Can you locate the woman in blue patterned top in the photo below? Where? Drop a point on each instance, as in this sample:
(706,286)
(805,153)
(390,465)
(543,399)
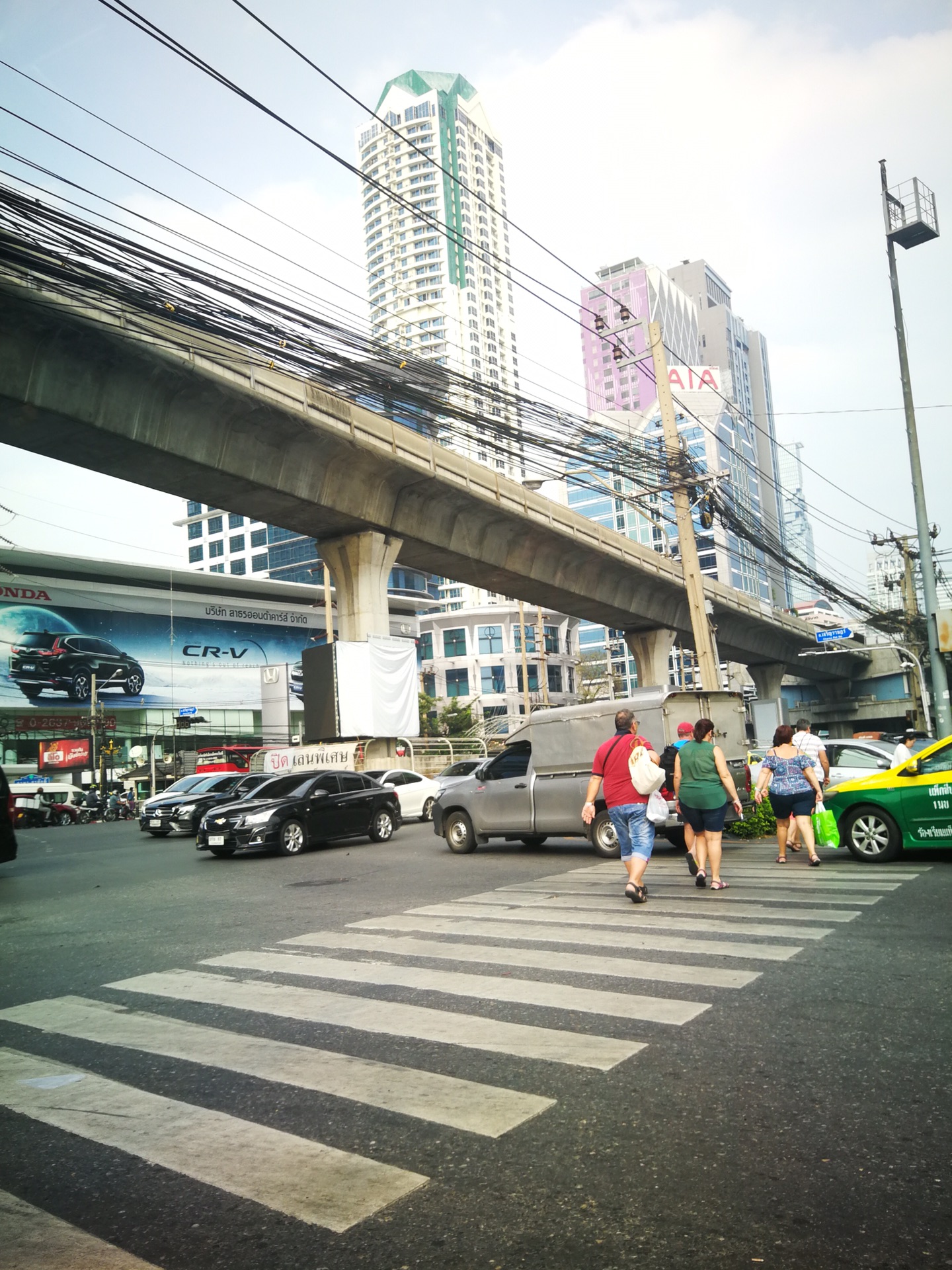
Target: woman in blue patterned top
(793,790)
........
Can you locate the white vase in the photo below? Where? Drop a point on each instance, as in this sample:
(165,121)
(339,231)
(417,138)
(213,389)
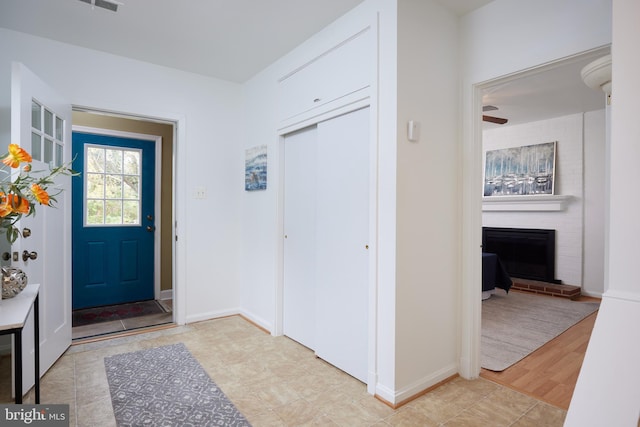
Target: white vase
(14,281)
........
▸ **What needs to be done**
Extract every line above that contains the string "white", and treat uppercase and lowercase letters as distinct when matching.

▸ **Solution**
Can you locate the white vase in the photo below? Where? Drop a point on each instance, as in this sample:
Target: white vase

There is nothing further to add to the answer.